Copy out everything from the line containing "Point to the aluminum" down to the final line of the rows below, character for character.

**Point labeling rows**
----
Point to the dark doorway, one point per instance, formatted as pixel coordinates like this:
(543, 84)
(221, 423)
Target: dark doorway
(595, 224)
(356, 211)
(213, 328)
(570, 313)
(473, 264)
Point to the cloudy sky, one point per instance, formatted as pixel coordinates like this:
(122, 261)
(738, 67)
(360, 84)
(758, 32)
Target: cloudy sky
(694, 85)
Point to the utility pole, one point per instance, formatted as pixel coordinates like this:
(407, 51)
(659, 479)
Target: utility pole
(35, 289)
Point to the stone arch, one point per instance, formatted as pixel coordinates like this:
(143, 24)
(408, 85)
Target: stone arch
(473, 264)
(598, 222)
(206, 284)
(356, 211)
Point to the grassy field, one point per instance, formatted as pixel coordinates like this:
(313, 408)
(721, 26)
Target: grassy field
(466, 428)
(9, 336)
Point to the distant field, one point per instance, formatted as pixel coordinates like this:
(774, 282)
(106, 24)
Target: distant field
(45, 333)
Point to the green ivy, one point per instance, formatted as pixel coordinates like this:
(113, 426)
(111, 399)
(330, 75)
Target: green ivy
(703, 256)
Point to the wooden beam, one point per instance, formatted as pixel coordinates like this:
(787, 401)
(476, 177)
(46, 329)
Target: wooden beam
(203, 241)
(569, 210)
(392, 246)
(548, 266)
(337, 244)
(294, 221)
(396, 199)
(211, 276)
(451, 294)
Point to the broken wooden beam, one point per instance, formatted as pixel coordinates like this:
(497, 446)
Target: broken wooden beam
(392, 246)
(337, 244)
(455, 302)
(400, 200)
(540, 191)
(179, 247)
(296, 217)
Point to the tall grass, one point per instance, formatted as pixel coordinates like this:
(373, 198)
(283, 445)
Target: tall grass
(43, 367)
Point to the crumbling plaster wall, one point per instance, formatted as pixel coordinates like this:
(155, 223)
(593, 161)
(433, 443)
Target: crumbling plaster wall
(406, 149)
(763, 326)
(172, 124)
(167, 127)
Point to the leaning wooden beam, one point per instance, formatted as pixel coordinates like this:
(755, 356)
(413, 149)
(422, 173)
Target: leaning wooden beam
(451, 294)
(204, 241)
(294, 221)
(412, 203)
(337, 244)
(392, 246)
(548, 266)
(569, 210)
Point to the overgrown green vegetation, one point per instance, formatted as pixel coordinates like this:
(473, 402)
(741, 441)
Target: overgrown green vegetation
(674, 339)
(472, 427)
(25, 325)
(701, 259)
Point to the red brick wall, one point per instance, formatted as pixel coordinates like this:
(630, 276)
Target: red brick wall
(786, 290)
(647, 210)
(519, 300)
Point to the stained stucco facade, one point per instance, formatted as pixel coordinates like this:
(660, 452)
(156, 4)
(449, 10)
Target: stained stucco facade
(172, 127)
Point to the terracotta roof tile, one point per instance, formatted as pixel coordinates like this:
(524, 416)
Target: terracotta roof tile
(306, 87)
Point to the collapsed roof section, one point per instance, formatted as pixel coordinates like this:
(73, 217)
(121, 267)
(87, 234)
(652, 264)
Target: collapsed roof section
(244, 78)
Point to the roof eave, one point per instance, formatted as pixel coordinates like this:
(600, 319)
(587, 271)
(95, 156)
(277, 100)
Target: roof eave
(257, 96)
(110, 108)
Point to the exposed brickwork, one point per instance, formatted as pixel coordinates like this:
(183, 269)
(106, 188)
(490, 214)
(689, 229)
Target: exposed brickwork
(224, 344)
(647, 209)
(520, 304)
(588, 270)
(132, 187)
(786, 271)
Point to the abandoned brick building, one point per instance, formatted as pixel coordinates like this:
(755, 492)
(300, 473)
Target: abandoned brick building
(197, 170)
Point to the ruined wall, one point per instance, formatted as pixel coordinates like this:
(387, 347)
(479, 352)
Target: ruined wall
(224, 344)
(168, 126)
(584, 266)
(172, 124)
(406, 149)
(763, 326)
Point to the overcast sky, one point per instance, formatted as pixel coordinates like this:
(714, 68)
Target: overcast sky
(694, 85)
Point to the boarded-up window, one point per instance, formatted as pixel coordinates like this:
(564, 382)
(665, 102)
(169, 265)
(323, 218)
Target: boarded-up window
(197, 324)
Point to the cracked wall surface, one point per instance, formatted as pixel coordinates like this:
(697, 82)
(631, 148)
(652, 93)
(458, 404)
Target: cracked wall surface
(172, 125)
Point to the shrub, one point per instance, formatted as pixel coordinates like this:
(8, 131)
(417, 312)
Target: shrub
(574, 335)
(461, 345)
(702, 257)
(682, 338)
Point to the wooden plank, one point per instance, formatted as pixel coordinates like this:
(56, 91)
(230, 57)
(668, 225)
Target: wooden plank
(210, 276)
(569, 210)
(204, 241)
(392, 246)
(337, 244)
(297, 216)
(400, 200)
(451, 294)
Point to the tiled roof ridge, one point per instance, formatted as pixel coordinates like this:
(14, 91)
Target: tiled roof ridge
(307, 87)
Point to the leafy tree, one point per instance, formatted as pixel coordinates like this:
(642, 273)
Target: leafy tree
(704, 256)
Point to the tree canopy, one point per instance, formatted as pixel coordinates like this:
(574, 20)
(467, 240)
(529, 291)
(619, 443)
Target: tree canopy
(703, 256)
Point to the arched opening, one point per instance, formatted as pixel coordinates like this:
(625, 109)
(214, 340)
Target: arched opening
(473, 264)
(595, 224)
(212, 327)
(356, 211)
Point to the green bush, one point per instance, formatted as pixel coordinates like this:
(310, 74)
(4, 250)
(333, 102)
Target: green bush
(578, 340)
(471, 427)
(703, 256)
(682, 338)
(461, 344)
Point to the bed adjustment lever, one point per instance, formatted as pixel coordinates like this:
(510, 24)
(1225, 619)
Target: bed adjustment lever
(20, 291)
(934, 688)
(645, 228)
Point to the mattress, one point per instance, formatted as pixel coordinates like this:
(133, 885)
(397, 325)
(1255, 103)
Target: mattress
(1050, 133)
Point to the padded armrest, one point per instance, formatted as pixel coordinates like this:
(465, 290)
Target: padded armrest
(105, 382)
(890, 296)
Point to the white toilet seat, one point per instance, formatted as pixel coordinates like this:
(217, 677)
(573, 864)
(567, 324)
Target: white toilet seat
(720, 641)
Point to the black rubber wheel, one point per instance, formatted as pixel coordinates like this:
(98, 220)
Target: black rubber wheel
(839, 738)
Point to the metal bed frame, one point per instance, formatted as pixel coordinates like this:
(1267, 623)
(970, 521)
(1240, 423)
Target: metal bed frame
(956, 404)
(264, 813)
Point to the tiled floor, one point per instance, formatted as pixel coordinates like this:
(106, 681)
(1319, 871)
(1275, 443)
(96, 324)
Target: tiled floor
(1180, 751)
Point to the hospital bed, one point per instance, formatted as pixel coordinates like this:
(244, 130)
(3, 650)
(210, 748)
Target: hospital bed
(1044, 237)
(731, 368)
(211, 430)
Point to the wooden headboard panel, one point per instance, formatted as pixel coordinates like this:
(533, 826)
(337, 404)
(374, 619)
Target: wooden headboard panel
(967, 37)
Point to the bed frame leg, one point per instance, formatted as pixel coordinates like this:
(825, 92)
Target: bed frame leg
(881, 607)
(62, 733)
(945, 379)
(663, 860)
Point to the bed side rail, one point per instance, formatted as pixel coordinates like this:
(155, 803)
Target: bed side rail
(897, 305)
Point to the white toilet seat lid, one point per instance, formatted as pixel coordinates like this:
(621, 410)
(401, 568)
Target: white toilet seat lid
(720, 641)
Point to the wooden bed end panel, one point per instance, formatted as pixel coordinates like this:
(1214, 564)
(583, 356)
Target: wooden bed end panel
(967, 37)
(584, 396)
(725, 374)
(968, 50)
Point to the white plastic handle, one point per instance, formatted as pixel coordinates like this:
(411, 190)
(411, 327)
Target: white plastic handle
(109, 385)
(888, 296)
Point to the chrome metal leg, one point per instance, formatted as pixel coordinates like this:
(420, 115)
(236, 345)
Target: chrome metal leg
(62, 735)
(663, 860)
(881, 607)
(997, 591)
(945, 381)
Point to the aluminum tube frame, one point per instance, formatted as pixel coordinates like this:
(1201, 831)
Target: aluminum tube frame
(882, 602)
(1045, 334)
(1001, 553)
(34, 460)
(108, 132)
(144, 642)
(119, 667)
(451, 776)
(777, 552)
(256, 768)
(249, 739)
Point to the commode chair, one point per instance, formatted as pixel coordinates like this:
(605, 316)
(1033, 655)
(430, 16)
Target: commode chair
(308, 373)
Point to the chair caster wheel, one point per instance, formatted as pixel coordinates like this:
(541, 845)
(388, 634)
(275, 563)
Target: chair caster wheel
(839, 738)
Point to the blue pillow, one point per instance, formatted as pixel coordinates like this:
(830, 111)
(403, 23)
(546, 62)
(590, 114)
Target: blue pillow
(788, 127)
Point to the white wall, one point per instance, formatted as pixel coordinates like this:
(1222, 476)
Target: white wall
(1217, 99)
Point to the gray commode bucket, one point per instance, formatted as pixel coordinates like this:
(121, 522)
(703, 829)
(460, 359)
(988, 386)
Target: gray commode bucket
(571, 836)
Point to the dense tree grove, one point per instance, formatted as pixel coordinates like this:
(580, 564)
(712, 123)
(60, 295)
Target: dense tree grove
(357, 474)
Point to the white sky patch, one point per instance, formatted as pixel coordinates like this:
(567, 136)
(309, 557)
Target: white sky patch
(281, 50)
----
**RESPONSE BELOW**
Point to the aluminum tube frame, one point per instance, formatted as pixel coordinates like this:
(1201, 831)
Target: aluminum tube frame
(882, 602)
(1045, 334)
(1001, 553)
(34, 460)
(108, 132)
(144, 642)
(119, 667)
(451, 776)
(777, 552)
(256, 768)
(249, 739)
Point to the commode chair, one point per instance, formatted as pixel coordinates like this:
(605, 316)
(1033, 655)
(430, 16)
Target: commode chair
(308, 373)
Point to the chair caster wheel, one point per instance, formatted as pixel coordinates like this:
(541, 845)
(388, 634)
(275, 563)
Target: chair caster wheel
(839, 738)
Point to the blue pillow, one point per instance, formatted as pixel coordinates like this:
(830, 111)
(403, 23)
(546, 62)
(590, 114)
Target: blue pillow
(788, 127)
Point to the white wall, one point per instance, formatted as pixel coordinates like this:
(1222, 476)
Target: white wall
(1217, 99)
Point to the gray commode bucket, one point per instance, formatted as pixel coordinates like this:
(121, 522)
(703, 829)
(460, 359)
(988, 386)
Target: gray commode bucket
(571, 836)
Point to the dense tree grove, one point per instance, formatted as pixel coordinates like this:
(580, 564)
(712, 123)
(60, 295)
Target: dense tree grove
(357, 474)
Point to the white sky patch, one point per instance, formatted as pixel coordinates like this:
(567, 136)
(309, 557)
Target: white sky patch
(281, 50)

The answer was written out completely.